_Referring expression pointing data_
______
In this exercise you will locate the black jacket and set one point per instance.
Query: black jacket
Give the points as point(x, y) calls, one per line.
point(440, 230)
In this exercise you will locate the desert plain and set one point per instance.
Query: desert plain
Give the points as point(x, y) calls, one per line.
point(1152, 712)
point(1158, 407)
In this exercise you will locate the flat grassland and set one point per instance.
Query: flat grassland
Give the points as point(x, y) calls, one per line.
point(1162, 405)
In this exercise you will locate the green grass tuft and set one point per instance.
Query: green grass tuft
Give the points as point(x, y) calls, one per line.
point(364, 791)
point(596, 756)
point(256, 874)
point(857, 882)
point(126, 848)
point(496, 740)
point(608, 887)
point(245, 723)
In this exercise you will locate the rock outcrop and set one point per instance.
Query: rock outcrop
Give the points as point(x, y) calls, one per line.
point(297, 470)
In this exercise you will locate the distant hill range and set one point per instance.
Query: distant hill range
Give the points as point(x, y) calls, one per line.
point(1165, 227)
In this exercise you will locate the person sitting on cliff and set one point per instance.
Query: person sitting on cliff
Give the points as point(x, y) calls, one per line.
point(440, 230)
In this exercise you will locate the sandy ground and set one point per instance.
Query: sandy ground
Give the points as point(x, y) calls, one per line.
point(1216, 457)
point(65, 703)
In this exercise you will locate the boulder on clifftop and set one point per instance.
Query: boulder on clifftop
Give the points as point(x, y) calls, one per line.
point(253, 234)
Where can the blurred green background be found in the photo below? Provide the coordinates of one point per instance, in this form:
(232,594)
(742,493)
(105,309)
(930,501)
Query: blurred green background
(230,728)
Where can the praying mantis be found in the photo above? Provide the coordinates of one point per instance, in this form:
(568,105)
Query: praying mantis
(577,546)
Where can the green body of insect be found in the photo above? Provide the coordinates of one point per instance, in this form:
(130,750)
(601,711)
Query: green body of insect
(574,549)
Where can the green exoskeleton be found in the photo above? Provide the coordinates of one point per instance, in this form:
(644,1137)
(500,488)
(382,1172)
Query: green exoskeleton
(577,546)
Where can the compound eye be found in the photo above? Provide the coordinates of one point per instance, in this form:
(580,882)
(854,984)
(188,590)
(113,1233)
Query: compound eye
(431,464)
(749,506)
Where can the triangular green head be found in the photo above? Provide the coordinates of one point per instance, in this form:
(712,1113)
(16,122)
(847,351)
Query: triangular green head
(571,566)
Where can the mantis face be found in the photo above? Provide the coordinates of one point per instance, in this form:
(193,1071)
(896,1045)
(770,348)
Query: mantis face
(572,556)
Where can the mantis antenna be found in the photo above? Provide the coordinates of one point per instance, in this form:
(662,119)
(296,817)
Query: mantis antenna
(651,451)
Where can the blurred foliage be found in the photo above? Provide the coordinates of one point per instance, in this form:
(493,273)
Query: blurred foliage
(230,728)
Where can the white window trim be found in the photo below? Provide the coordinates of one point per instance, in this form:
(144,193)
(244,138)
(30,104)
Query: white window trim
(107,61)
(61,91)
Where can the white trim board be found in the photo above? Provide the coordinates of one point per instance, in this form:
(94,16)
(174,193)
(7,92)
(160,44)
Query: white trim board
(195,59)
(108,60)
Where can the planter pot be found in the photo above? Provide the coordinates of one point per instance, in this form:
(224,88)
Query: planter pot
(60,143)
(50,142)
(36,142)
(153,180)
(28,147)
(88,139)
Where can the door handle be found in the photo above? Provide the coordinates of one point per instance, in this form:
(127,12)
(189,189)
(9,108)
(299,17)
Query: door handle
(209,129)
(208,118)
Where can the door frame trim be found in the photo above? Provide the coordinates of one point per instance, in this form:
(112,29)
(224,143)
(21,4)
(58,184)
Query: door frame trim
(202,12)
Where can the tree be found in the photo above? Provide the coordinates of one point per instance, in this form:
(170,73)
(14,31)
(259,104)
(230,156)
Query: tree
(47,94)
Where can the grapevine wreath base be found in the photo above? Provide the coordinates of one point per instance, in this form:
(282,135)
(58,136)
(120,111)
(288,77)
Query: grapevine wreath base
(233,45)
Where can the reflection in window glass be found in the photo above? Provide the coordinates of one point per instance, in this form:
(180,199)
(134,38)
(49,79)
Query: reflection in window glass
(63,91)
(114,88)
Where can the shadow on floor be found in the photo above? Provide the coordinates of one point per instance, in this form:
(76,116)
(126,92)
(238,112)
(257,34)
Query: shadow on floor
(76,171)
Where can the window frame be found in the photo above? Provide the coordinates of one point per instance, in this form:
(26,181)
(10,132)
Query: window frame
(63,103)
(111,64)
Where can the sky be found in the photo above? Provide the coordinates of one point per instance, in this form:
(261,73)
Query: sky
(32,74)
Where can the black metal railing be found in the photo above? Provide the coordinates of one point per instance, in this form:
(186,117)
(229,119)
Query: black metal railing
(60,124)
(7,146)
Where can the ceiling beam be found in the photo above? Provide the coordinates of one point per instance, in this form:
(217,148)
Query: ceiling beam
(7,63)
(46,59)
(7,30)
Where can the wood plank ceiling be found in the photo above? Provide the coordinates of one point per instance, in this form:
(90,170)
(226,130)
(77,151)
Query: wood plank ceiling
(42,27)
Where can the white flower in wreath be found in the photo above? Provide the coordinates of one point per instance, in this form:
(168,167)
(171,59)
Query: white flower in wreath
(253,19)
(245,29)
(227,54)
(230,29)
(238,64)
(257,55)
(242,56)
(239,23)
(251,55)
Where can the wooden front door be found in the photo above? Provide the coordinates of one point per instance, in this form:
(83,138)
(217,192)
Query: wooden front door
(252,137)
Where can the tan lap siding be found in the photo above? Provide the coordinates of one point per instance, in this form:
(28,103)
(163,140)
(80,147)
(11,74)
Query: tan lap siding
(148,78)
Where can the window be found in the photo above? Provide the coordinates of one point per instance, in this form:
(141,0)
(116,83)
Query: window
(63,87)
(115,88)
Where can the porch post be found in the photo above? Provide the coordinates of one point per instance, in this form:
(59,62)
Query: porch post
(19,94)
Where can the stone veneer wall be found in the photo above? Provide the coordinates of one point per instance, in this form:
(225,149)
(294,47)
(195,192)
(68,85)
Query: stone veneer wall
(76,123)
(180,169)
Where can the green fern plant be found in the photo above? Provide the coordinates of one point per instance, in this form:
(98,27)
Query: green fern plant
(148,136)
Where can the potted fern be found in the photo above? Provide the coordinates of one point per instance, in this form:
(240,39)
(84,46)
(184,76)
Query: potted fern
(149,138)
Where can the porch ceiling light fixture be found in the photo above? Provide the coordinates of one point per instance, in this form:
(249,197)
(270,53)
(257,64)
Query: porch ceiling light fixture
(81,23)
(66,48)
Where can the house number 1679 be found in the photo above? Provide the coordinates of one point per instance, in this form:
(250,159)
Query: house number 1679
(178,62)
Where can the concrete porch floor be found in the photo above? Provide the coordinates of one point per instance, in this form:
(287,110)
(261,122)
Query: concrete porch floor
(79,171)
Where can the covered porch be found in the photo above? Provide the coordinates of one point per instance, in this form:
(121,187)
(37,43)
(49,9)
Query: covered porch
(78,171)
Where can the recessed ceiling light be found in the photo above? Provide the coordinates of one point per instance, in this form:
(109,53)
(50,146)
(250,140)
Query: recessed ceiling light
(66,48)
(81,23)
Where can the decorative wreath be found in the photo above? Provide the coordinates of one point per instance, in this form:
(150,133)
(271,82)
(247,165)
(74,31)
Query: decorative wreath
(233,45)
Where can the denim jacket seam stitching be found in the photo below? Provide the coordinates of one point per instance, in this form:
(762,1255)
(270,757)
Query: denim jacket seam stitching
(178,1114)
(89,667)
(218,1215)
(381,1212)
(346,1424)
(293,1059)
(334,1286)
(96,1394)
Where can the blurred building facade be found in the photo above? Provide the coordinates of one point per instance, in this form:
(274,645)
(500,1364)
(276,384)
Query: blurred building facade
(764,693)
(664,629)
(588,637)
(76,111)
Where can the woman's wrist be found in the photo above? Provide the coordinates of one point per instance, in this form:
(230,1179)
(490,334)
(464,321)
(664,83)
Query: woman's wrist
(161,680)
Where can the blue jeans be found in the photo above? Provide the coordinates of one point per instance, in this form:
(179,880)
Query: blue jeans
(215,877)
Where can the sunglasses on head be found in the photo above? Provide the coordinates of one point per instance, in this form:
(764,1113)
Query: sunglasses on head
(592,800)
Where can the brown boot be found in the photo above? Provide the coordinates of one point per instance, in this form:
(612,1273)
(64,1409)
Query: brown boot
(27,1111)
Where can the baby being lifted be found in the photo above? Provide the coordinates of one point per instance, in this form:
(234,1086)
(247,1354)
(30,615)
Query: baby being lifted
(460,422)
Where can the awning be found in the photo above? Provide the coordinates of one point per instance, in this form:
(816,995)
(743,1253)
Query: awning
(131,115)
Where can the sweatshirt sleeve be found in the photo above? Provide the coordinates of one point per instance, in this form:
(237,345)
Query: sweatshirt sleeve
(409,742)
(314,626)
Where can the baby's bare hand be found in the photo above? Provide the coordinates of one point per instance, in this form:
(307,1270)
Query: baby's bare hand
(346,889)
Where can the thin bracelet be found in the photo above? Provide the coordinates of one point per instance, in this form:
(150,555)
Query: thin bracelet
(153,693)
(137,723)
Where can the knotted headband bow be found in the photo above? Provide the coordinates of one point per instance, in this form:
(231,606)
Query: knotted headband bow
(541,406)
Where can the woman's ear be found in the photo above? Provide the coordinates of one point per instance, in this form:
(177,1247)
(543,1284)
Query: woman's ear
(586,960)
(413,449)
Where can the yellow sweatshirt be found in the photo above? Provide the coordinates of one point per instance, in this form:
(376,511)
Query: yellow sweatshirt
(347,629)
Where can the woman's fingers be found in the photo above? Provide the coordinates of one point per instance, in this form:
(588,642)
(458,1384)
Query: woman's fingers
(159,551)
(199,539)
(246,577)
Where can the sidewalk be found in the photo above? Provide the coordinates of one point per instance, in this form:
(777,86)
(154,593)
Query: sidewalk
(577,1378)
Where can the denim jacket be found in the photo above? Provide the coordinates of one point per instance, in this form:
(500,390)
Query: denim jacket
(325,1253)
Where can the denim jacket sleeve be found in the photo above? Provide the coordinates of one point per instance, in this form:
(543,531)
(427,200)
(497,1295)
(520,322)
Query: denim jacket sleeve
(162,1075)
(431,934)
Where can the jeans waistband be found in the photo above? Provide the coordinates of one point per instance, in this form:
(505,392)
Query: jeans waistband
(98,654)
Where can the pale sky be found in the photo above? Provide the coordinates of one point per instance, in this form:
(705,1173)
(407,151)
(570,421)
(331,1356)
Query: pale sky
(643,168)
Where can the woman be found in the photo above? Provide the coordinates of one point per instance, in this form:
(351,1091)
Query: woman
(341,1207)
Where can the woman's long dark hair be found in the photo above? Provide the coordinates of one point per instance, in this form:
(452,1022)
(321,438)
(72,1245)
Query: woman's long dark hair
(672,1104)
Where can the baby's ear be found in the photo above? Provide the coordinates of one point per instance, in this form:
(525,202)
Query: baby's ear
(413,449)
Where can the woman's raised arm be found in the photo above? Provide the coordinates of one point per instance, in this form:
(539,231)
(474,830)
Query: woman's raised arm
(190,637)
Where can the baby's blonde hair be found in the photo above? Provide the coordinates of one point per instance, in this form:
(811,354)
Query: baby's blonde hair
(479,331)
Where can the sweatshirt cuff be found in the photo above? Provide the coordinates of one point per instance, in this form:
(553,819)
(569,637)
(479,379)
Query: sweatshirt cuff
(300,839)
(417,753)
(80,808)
______
Copy each line of the entries in which the string "desert" is found.

_Solution to the exercise_
In this exercise you will locate the desert plain and set one point per instance.
Query: desert plain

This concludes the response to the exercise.